Record set
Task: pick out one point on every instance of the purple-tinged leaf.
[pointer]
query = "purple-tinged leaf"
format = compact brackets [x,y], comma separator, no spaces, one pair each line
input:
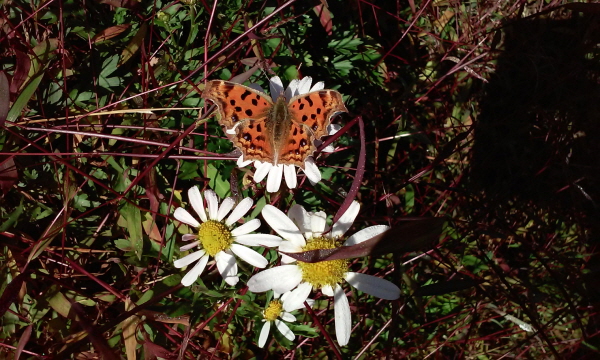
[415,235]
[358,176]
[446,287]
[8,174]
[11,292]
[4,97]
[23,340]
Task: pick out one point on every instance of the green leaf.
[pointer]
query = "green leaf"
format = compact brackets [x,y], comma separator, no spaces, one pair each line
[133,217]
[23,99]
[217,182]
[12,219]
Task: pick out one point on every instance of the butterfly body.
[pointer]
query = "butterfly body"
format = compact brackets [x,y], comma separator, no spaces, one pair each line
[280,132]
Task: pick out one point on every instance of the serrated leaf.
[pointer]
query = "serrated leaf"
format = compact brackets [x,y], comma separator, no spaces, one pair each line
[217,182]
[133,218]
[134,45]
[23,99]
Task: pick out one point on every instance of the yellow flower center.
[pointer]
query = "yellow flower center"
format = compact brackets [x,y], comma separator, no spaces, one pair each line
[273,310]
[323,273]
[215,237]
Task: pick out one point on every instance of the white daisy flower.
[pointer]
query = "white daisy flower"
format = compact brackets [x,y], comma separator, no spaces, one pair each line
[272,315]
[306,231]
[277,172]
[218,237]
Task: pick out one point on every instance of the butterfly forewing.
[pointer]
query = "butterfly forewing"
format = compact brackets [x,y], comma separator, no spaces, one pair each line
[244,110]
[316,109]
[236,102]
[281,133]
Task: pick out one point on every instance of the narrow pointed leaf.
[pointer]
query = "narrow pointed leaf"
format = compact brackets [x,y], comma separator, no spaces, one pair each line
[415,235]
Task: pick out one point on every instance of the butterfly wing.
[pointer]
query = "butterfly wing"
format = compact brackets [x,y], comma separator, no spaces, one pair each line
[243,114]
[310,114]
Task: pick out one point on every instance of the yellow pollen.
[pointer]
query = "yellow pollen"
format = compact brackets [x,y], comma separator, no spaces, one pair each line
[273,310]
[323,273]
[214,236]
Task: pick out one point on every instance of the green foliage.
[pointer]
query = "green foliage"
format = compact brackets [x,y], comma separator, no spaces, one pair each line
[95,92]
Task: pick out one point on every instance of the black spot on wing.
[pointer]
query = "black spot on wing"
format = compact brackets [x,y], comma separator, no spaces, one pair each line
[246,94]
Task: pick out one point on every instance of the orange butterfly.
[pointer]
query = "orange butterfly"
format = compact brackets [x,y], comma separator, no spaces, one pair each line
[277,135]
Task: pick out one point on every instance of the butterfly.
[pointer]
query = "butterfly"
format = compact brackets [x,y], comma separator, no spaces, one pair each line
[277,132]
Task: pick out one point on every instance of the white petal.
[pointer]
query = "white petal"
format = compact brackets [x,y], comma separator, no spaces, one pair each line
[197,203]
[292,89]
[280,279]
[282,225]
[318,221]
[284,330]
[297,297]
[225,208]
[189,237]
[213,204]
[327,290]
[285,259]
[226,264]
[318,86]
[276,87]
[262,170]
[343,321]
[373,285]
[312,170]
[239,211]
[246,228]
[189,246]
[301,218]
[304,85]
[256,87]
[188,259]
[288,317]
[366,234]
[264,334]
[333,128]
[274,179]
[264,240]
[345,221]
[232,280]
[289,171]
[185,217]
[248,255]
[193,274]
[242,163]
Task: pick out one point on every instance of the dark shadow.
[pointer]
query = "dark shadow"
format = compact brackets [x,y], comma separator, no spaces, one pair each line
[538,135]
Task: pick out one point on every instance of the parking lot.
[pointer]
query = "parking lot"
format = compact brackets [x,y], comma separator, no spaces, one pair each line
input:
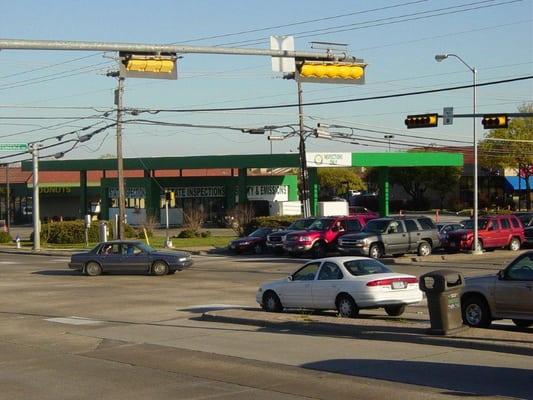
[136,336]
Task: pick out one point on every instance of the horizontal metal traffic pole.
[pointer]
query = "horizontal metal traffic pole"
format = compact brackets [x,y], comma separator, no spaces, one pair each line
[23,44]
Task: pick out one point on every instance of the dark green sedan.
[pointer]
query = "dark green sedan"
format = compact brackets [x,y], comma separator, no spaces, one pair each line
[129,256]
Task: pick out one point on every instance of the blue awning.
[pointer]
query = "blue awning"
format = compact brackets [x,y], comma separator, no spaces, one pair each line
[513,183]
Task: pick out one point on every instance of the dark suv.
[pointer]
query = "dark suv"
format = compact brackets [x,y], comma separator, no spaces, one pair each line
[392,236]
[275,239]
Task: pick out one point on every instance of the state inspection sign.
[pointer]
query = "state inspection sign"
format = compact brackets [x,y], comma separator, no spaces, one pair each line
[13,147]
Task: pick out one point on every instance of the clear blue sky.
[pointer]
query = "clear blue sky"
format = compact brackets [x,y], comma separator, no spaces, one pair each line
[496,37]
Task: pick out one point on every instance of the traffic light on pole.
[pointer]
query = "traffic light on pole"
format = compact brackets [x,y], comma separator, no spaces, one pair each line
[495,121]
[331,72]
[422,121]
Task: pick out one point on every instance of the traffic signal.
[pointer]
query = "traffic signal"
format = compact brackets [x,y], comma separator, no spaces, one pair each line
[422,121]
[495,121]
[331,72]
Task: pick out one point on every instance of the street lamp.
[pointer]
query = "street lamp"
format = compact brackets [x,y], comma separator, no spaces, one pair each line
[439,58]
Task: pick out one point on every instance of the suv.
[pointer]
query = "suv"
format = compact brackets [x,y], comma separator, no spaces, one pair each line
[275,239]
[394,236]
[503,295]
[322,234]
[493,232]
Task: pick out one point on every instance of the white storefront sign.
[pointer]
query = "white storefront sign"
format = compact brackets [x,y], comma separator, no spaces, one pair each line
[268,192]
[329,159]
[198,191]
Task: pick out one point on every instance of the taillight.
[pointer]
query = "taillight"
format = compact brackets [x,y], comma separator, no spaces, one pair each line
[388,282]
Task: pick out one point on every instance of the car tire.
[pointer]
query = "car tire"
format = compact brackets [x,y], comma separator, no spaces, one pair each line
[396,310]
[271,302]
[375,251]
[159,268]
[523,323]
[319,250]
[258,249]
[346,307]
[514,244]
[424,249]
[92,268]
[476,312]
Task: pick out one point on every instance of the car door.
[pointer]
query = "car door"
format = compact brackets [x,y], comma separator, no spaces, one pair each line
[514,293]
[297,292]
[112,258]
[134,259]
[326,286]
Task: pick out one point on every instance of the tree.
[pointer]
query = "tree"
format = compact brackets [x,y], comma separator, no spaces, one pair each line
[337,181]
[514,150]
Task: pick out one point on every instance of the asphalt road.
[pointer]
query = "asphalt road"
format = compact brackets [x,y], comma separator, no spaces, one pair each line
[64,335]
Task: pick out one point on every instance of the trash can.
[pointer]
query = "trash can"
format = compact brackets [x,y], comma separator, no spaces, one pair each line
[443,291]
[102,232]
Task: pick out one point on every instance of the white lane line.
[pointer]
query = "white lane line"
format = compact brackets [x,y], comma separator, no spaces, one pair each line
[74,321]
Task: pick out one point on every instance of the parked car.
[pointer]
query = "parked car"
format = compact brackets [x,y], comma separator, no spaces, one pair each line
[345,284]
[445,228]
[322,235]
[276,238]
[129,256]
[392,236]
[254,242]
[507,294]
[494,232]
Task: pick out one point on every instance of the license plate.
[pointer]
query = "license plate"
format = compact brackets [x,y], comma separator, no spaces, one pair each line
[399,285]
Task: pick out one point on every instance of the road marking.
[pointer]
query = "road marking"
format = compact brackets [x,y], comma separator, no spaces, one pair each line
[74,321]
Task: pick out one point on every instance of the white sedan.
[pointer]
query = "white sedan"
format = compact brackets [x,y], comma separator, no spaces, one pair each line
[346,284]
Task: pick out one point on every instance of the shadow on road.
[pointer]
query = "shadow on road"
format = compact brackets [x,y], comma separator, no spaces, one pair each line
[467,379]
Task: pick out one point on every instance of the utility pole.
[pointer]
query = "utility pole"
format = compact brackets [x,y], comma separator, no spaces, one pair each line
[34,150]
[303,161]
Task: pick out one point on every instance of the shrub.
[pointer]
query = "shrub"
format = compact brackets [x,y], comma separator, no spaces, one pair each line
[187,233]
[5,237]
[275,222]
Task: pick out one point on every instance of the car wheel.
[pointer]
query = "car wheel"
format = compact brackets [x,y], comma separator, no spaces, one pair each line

Work to complete
Output the line that contains "Task: pick out one point on every instance of the shadow", followed by every later line in the listing, with no line omitted and none added.

Exercise result
Task: pick out one point on every instance of the shadow on road.
[pointer]
query = "shadow on road"
format = compact brackets [x,y], comma separator, no spaces, one pair each line
[467,379]
Task: pick out one point on every instance of the utility pole.
[pointer]
query = "utility pole"
format = compact brackets [x,y], comma separator, no spaces, one pair each line
[34,150]
[303,161]
Task: pick out one point on every instance of the shrub.
[pointer]
query = "shrub"
format = compact brackets [x,y], comma separator, no spaces, one pair each line
[187,233]
[5,237]
[275,222]
Task: pick out one point on every instance of the car wheel.
[pointer]
query = "car wheel"
format = compact brackets [x,y], comma separator, no spaces, one pair each line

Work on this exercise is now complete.